**TRY IT:** Every entry must be reproduced word for word.

:: DATA FOR THIS EXERCISE

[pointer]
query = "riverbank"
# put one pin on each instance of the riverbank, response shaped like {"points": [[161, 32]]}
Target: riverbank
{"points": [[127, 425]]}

::::

**OUTPUT OF THE EXERCISE:**
[pointer]
query = "riverbank"
# put one pin on each instance of the riverbank, response shaped like {"points": [[161, 32]]}
Target: riverbank
{"points": [[127, 425]]}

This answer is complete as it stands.